* START *
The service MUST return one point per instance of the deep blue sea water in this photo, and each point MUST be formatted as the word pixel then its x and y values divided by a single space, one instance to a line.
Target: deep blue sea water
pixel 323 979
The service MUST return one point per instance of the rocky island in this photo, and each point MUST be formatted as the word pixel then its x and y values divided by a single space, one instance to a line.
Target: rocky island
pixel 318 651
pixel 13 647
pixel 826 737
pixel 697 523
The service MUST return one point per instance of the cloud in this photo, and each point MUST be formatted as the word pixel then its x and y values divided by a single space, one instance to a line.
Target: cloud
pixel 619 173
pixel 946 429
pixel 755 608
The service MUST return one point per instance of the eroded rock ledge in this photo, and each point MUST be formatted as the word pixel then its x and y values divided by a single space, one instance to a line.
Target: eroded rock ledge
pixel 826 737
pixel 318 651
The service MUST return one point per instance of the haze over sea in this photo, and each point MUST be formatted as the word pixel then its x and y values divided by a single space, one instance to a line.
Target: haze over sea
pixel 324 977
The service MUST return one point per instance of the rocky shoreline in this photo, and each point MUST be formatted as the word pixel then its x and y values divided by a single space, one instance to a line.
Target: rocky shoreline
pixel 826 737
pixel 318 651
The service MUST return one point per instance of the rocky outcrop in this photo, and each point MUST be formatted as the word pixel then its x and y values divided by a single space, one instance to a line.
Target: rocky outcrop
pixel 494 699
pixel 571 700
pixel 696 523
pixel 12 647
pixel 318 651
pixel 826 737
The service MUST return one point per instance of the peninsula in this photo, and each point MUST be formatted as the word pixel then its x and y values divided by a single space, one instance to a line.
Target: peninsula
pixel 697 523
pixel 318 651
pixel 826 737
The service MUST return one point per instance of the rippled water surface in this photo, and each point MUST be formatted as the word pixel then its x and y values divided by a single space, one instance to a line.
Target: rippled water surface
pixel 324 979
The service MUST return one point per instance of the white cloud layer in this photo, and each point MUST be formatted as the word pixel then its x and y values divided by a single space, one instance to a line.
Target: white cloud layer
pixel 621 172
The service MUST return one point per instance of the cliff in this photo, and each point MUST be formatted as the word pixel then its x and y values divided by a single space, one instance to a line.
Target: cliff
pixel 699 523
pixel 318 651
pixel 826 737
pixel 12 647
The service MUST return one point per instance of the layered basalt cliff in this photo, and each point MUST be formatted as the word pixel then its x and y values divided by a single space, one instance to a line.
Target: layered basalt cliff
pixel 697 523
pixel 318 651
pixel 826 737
* END *
**Exercise requirements**. Reproduce the lines above verbatim, starting with the very first one and stopping after the line that contains "pixel 323 979".

**Exercise solution**.
The service MUST return one point per instance of the deep blue sea water in this photo, and each point MUST be formatted as the word pixel then its x and y values divided by a single space, one instance to a line.
Target: deep blue sea water
pixel 323 979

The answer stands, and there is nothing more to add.